## Assignment 1
Using the text below on the Fujifilm GFX sensor, decide whether each statement agrees with it, answering yes or no and quoting the deciding words: (a) some of the writer's recent Nikon D810 images needed a big shadow boost; (b) the writer considers the gap between 42 and 50 megapixels important; (c) the rumored Nikon D820 would have about 50 megapixels.
## Assignment 2
Answer these questions from the text below on the Fujifilm GFX sensor.
(a) Which camera is the GFX said to be an entire pay grade above in sensor quality?
(b) Over what span of time had the writer gotten used to the GFX sensor quality?
(c) What make of lenses does the writer want to keep using?

## Passage for review
━━━━━━━━━━━━━━━━
My thoughts keep returning to the Fujifilm GFX, the sensor quality. By that I mean of course the sensor and electronics, the output of the electronic pipeline that delivers the raw file.
While the Fujifilm GFX sensor quality is an entire pay grade above the Canon 5DS in terms of sensor quality, some of my recent images on the Nikon D810 needed a big shadow boost. What walloped me was how I had gotten used to the GFX sensor quality in my work over the past few weeks—the D810 images were certainly fine but not as fine as the GFX.
And so I hope the rumors of a Nikon D820 with 42 or so megapixels are true. Because if I could have GFX sensor quality at 42 megapixels in a Nikon D820 and use all my nice Zeiss glass with none of the insane focusing issues of the GFX, I can save a lot of money—and 42 vs 50 megapixels is of little consequence—lenses and reliable focus are far more important.
━━━━━━━━━━━━━━━━
## Source material

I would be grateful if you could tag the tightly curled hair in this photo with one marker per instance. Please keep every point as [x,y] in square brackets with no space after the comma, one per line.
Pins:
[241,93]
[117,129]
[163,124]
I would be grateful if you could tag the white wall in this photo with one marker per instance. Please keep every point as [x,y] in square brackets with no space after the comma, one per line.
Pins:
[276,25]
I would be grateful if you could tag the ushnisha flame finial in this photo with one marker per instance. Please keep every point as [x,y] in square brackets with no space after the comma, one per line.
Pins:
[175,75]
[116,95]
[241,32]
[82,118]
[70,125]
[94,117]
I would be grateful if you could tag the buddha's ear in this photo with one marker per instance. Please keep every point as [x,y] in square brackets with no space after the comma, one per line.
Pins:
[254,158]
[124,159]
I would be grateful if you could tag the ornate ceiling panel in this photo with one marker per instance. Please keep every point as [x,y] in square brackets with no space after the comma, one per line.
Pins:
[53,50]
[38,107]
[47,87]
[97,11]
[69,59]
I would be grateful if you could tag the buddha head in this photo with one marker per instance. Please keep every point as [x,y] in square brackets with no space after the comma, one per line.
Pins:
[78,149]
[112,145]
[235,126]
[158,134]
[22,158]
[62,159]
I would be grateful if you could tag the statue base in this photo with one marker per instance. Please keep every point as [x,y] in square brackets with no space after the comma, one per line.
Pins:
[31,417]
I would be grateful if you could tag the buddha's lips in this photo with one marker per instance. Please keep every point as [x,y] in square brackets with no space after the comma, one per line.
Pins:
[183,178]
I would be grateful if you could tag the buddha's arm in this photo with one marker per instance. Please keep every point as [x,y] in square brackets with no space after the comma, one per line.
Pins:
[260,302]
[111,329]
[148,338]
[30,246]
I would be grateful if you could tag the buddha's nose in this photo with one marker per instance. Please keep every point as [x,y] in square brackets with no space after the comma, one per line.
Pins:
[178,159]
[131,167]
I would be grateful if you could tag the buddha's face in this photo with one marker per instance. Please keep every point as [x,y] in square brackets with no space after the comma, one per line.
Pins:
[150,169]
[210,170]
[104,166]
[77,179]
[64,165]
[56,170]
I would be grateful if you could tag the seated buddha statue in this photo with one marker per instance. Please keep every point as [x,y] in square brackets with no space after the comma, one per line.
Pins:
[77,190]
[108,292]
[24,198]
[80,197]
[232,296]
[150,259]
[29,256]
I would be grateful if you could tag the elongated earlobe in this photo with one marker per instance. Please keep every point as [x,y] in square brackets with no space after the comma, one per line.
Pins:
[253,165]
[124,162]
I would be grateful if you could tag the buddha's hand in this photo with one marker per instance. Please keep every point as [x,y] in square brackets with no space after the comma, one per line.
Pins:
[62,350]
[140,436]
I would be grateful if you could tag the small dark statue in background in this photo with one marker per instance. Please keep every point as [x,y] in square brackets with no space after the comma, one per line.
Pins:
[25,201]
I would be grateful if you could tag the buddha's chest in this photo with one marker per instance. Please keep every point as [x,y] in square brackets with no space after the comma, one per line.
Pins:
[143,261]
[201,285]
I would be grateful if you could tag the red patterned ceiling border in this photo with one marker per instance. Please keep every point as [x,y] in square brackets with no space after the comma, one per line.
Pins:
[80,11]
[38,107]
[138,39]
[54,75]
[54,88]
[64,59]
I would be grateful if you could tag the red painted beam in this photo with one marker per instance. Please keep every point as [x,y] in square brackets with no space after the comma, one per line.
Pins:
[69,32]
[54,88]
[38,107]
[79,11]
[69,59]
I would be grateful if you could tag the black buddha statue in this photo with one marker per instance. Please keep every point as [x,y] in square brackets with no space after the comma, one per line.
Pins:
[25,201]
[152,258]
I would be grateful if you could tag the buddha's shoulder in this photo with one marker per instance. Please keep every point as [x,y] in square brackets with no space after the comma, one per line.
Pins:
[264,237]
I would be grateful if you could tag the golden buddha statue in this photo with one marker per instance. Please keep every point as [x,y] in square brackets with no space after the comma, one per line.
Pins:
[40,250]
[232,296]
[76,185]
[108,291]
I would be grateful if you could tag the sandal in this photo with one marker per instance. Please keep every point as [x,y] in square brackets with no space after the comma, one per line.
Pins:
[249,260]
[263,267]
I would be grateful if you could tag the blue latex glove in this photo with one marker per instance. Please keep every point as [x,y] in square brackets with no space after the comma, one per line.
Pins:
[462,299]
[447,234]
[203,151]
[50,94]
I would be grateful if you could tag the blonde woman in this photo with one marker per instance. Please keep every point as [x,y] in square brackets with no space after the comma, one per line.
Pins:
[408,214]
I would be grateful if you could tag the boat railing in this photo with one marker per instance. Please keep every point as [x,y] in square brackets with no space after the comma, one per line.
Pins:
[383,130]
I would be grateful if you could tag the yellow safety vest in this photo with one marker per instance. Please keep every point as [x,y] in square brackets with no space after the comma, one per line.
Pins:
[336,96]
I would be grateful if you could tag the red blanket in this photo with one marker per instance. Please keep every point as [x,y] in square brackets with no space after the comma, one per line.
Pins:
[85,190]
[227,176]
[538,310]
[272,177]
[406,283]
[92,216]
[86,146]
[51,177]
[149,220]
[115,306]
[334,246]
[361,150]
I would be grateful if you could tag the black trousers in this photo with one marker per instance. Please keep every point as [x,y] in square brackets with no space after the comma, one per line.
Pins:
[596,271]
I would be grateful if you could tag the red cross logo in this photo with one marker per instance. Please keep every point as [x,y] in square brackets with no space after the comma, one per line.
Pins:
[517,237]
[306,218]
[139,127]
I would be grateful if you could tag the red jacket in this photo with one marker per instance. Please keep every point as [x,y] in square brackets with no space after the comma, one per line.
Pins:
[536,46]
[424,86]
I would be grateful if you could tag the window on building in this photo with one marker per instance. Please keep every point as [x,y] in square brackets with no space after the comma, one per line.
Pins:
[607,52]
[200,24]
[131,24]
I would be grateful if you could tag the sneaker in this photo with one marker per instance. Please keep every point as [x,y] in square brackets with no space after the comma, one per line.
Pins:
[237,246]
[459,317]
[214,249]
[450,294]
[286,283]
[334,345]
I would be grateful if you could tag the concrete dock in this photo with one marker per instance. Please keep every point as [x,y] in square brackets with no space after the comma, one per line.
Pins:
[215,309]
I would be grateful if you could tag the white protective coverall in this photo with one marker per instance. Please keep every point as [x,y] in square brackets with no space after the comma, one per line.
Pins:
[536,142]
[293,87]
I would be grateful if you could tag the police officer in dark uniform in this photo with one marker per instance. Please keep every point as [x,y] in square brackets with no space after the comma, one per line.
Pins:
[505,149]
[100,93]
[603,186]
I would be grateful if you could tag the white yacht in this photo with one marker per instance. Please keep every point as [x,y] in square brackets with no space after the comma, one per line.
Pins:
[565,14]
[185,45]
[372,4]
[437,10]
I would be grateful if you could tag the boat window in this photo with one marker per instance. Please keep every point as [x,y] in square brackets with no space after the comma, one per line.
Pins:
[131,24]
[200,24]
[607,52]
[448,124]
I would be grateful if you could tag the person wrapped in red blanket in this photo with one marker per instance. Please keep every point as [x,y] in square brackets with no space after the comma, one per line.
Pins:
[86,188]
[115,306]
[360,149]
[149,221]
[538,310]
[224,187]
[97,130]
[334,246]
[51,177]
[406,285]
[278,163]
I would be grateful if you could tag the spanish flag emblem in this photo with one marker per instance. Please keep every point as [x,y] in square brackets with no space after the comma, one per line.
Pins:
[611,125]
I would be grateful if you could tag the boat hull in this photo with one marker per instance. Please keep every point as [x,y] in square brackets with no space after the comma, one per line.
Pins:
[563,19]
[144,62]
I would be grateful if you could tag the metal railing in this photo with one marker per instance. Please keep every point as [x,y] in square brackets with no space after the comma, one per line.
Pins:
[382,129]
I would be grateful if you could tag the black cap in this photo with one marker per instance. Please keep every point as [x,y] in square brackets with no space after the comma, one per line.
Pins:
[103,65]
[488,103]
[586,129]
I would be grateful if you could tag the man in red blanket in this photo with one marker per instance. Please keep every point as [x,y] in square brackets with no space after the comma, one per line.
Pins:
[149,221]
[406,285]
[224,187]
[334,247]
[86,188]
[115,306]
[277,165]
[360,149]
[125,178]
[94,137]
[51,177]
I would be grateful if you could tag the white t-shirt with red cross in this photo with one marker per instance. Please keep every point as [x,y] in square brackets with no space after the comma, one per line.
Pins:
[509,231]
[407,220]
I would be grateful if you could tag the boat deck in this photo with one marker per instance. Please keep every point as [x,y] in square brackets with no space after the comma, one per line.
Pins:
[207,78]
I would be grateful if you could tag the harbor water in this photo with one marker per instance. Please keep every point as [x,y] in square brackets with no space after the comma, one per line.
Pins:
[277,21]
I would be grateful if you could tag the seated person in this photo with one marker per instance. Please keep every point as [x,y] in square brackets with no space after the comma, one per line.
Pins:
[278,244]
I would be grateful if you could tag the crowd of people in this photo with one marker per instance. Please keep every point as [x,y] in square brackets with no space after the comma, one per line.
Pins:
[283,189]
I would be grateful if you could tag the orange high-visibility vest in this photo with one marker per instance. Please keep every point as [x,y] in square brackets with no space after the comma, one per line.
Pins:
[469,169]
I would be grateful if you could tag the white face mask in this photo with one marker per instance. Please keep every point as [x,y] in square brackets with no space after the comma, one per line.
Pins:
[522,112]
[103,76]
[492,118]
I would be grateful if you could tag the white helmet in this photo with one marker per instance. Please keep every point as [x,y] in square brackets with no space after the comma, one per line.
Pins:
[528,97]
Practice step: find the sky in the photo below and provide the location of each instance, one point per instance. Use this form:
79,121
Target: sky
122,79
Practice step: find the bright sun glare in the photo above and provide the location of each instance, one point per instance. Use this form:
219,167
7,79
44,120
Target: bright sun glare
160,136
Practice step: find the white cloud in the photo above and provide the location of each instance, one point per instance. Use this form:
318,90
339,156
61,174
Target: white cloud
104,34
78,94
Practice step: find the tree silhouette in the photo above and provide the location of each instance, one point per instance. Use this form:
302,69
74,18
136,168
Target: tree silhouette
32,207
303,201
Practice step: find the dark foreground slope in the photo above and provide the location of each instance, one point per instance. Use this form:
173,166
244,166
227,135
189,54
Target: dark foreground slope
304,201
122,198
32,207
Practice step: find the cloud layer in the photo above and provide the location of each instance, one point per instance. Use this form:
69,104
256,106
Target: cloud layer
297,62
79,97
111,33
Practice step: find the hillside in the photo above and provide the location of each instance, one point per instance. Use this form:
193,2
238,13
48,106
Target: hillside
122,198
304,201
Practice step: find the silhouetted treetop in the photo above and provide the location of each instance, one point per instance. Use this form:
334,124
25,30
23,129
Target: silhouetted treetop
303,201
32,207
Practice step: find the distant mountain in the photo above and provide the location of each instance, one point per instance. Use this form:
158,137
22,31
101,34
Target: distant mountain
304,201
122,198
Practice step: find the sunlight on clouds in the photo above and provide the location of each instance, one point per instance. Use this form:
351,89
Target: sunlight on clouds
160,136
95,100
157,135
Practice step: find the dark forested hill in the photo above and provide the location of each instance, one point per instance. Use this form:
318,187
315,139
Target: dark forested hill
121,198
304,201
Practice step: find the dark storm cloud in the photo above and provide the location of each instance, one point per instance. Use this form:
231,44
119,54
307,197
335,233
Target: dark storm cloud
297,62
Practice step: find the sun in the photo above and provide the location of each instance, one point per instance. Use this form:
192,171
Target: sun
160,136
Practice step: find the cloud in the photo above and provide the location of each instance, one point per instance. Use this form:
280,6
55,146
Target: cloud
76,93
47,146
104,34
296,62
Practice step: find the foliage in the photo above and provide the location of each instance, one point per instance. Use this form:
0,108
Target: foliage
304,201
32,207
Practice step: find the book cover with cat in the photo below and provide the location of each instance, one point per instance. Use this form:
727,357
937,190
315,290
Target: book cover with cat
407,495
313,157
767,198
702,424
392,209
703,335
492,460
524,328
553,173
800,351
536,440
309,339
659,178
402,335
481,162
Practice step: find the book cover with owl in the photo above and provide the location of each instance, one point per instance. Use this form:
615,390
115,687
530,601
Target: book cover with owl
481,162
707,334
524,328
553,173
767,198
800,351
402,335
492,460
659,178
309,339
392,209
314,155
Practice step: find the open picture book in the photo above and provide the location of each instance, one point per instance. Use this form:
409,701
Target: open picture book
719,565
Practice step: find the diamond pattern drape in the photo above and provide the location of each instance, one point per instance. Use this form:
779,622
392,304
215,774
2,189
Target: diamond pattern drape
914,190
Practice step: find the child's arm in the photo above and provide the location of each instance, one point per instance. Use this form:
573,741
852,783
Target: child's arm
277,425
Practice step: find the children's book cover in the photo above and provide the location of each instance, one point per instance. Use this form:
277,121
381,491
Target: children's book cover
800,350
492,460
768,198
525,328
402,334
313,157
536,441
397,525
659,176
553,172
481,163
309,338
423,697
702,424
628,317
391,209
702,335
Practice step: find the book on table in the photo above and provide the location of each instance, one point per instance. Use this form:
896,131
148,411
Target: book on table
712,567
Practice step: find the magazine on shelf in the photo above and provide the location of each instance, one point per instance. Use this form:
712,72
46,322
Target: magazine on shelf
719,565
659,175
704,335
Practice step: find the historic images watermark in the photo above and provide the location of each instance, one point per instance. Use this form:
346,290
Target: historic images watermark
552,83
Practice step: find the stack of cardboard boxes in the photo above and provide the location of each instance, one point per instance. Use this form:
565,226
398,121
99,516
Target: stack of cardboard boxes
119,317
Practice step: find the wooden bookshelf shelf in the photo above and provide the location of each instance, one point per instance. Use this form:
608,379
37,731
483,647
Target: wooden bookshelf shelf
━━━━━━━━━━━━━━━━
## Exercise response 1
(a) Yes: "some of my recent images on the Nikon D810 needed a big shadow boost"
(b) No: "42 vs 50 megapixels is of little consequence"
(c) No: "a Nikon D820 with 42 or so megapixels"

## Exercise response 2
(a) The Canon 5DS
(b) The past few weeks
(c) Zeiss